Task set:
1. Transcribe the part of the infertility passage from "That means looking" to "prayers to my own.".
2. Continue the personal account of coping with infertility, beginning after its final sentence.

Document segment:
>>>>>

Although I never thought I'd be dealing with the same issues as this woman, I cried when I read her story. Dealing with infertility gave her the option to sink into self-pity and depression, but it also gave her the opportunity to rise above it.
That means looking at our friends and family and realizing that they're not always going to have the perfect thing to say to us, and that they are not being malicious in any sense. They want our dreams to come true almost as badly as we do. When my husband's aunt told me, "Please God, soon by you," after telling me that her daughter just gave birth after 11 months of marriage, I realized that she sincerely meant it and said, "Amen." When she compared me to the Matriarchs Sarah, Rivka and Rachel and said that God was just waiting for their prayers, I appreciated her thoughtfulness and felt like the Matriarchs were accompanying me on this part of my journey and adding their prayers to my own.

<<<<<

Supplied material:
>>>>>

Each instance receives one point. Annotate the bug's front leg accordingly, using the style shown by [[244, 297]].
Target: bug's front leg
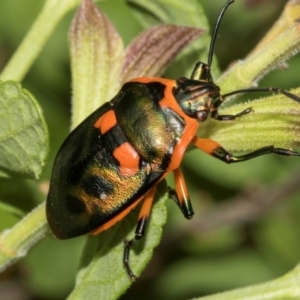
[[215, 149], [140, 229]]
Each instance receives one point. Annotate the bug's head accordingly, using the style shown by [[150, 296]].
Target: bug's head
[[196, 97], [199, 96]]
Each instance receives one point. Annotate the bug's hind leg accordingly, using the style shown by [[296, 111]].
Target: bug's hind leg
[[140, 229], [180, 194]]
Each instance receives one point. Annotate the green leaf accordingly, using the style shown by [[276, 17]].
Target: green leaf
[[273, 121], [23, 133], [96, 58], [102, 275]]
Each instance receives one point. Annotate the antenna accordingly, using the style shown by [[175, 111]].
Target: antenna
[[214, 35]]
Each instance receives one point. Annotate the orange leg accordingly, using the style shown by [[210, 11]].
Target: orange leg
[[180, 194], [140, 228]]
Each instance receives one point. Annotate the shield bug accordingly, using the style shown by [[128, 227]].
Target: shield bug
[[116, 157]]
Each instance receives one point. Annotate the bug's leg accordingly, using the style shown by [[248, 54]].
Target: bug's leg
[[221, 99], [140, 229], [180, 194], [213, 148]]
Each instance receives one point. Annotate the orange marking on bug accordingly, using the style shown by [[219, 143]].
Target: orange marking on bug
[[106, 122], [128, 159], [117, 218], [206, 145], [191, 126]]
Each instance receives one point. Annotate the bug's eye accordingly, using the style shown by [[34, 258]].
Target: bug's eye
[[202, 115]]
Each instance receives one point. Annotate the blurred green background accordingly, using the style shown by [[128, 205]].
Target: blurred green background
[[245, 229]]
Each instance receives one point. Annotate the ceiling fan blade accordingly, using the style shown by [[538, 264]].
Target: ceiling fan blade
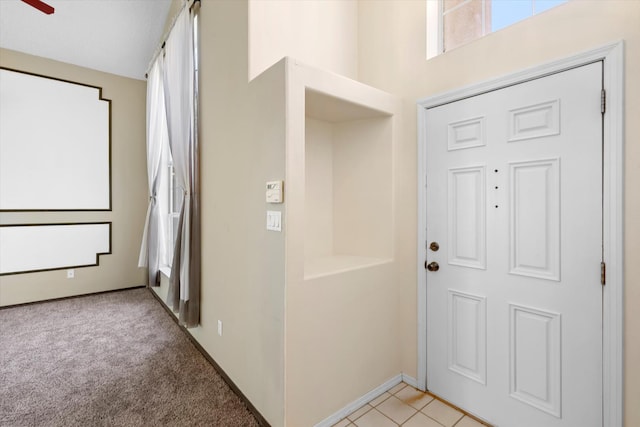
[[41, 6]]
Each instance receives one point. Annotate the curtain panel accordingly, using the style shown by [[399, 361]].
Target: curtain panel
[[153, 247], [179, 91]]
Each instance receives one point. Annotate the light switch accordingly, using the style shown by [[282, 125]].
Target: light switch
[[274, 192], [274, 220]]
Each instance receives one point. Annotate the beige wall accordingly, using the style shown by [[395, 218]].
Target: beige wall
[[128, 191], [341, 301], [321, 33], [391, 57]]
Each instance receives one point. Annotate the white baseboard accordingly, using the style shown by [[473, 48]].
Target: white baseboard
[[407, 379], [368, 397]]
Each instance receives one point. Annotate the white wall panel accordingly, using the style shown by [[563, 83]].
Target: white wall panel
[[28, 248], [54, 144]]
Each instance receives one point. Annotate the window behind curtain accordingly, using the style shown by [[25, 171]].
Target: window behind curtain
[[462, 21]]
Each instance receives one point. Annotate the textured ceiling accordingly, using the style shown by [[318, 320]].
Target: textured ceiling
[[115, 36]]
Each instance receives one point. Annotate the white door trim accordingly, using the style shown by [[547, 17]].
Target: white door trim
[[613, 210]]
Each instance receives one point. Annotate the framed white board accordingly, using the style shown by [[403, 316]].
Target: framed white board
[[42, 247], [55, 144]]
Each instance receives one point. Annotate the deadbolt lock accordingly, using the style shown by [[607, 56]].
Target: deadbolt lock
[[433, 266]]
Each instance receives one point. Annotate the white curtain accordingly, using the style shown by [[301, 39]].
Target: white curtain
[[179, 86], [153, 248]]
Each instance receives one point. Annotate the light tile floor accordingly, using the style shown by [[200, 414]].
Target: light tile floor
[[405, 406]]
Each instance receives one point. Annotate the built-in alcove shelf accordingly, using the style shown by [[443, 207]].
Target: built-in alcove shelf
[[348, 182]]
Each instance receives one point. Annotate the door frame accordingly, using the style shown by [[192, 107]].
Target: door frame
[[612, 55]]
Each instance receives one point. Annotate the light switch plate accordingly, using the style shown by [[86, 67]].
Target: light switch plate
[[274, 220], [274, 191]]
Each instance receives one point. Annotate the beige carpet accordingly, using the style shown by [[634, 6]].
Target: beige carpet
[[113, 359]]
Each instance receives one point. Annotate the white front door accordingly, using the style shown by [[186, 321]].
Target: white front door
[[514, 204]]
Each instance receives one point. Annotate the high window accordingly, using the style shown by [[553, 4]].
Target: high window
[[452, 23]]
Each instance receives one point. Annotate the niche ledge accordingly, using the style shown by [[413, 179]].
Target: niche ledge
[[348, 194]]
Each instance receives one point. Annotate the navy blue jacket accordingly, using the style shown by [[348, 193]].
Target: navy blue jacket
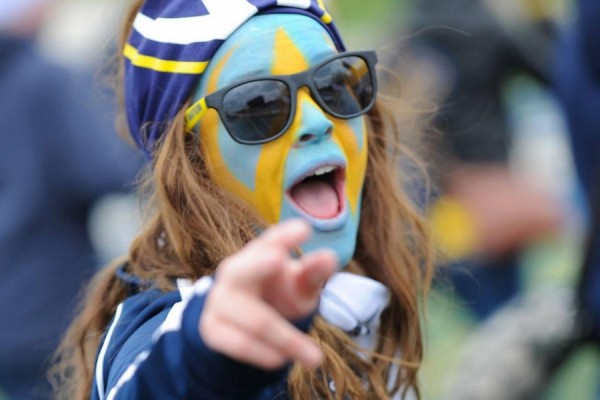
[[59, 154]]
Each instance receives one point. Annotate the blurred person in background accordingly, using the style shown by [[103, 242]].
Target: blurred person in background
[[577, 81], [484, 215], [60, 155]]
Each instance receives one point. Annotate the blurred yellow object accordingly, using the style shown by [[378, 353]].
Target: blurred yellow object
[[454, 228]]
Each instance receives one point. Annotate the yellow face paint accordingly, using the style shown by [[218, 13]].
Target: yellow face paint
[[266, 175]]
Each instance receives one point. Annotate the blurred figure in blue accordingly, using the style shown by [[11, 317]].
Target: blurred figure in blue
[[60, 154], [577, 78], [485, 216]]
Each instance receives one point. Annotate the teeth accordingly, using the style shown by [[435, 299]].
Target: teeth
[[324, 170]]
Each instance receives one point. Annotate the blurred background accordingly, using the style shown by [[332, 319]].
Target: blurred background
[[483, 101]]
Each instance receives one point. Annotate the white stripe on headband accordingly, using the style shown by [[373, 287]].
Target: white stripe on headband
[[223, 18], [294, 3]]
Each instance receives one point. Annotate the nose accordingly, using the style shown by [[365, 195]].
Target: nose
[[313, 124]]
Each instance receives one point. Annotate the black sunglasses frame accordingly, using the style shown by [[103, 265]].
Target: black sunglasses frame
[[294, 82]]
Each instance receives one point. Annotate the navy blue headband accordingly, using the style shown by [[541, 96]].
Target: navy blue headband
[[171, 44]]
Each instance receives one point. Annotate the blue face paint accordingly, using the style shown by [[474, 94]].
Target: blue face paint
[[316, 170]]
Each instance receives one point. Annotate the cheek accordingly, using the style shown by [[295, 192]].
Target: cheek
[[351, 136], [253, 173], [220, 153]]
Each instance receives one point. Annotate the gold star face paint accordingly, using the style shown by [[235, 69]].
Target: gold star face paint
[[315, 170]]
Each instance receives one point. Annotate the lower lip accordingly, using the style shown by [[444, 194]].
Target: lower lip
[[325, 225]]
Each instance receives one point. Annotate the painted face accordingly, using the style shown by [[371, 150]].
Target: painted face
[[316, 170]]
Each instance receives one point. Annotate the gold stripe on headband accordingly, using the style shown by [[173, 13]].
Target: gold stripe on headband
[[158, 65], [326, 16], [194, 113]]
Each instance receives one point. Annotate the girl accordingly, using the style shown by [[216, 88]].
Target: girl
[[274, 194]]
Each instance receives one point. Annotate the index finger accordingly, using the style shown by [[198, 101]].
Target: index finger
[[288, 234]]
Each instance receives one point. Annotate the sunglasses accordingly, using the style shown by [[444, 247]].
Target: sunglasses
[[259, 110]]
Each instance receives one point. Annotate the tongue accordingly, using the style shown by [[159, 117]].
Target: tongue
[[317, 198]]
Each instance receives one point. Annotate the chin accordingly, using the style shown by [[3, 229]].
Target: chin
[[342, 242]]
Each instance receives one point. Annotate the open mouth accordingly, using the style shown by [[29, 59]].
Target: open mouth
[[319, 194]]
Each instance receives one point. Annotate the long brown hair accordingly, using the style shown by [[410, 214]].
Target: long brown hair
[[194, 224]]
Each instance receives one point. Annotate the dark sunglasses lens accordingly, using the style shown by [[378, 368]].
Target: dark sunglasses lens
[[256, 111], [345, 85]]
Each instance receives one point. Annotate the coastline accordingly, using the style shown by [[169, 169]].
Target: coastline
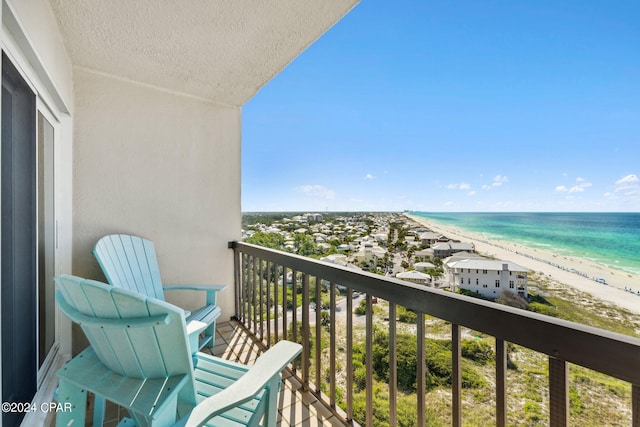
[[567, 270]]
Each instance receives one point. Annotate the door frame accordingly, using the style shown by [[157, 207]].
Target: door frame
[[16, 44]]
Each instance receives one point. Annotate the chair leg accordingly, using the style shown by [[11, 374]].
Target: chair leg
[[211, 332], [271, 407], [99, 407], [77, 397]]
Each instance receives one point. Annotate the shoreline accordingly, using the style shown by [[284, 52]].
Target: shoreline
[[578, 273]]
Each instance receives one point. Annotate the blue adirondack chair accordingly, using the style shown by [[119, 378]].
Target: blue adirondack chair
[[130, 262], [139, 357]]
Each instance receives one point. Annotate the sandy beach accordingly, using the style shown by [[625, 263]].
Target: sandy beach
[[570, 271]]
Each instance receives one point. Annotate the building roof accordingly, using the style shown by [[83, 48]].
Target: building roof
[[486, 264], [413, 275]]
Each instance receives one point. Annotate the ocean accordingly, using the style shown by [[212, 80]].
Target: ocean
[[611, 239]]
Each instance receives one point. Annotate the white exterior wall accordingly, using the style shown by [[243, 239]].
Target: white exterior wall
[[162, 166], [466, 279]]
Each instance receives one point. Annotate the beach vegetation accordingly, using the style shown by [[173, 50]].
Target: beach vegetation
[[512, 300]]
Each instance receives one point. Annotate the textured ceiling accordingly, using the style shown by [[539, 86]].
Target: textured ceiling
[[220, 50]]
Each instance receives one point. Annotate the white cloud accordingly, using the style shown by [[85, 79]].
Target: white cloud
[[629, 183], [582, 185], [460, 186], [498, 180], [316, 191]]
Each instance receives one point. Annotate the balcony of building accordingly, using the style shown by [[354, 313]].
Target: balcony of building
[[330, 375]]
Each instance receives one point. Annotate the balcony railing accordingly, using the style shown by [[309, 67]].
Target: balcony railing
[[261, 283]]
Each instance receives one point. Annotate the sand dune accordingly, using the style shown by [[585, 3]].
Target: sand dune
[[571, 271]]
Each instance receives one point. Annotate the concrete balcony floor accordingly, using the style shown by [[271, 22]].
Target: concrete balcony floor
[[296, 407]]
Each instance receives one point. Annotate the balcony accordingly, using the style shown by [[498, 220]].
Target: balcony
[[327, 368]]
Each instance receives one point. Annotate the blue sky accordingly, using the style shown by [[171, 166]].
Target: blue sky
[[472, 106]]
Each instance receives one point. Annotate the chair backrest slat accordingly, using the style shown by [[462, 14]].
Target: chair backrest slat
[[130, 262], [154, 351]]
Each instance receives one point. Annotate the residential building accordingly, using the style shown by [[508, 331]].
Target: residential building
[[414, 276], [423, 266], [488, 277], [428, 237], [423, 255]]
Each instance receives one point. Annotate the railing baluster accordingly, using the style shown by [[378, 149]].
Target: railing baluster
[[268, 296], [245, 287], [261, 298], [349, 390], [501, 383], [254, 310], [332, 344], [456, 376], [635, 405], [285, 334], [421, 370], [294, 306], [236, 278], [393, 368], [318, 333], [369, 360], [305, 329], [558, 392]]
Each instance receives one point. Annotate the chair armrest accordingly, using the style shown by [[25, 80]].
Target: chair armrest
[[268, 365], [194, 328], [211, 290], [216, 288]]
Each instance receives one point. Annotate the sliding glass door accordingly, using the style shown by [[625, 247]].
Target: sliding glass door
[[28, 240]]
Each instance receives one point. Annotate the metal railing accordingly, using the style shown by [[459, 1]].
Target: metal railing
[[261, 283]]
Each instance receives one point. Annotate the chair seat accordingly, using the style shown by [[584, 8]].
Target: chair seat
[[145, 396], [148, 396], [141, 359]]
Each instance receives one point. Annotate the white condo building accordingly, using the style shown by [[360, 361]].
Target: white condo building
[[488, 277]]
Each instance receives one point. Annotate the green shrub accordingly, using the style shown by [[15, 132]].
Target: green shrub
[[477, 350], [532, 411], [543, 309]]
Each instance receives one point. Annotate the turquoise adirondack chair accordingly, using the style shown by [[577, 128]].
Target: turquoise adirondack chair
[[130, 262], [139, 357]]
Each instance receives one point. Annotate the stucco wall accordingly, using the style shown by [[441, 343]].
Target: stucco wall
[[162, 166]]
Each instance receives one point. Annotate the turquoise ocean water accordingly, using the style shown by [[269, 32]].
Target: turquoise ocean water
[[612, 239]]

<<<<<

Task-by-task answers:
1.
That means looking at our friends and family and realizing that they're not always going to have the perfect thing to say to us, and that they are not being malicious in any sense. They want our dreams to come true almost as badly as we do. When my husband's aunt told me, "Please God, soon by you," after telling me that her daughter just gave birth after 11 months of marriage, I realized that she sincerely meant it and said, "Amen." When she compared me to the Matriarchs Sarah, Rivka and Rachel and said that God was just waiting for their prayers, I appreciated her thoughtfulness and felt like the Matriarchs were accompanying me on this part of my journey and adding their prayers to my own.

2.
We have to understand that when a stranger asks us if we have any children they are not intentionally hurting our feelings. They're just making conversation. They could just as easily have asked someone where her husband works, not knowing that her husband has been unsuccessfully looking for a job for years. They could just as easily have asked someone where their children go to school, not knowing that just three weeks ago they lost a child. A comment that may be hurtful to me may be a comfort to someone else who is going through a similar challenge. People generally try their best; let's not fault them for not knowing precisely what would make us feel better.
Try to see the good in the people around you -- not only for their sake, but for your own sake too. You will be happier when you realize that the people around you are good and caring, and that it's only your subjective feelings that allow you to perceive them as hostile.
A couple, affectionately known by many as Uncle Robert and Tante Ruth Krane, were never blessed with children of their own. Uncle Robert lived to the age of 90, Tante Ruth lived to the age of 99 and they were happily married for approximately 70 years. Most couples can't fathom living through the next ten years without having a child of our own; the thought of 70 years would blow our minds.
But no one ever heard a word of complaint from Uncle Robert and Tante Ruth. Although God decided that they would not have children of their own, they lived their lives with so much grace and kindliness that there are hundreds of people, adults and children, who treated them as they would their own parents.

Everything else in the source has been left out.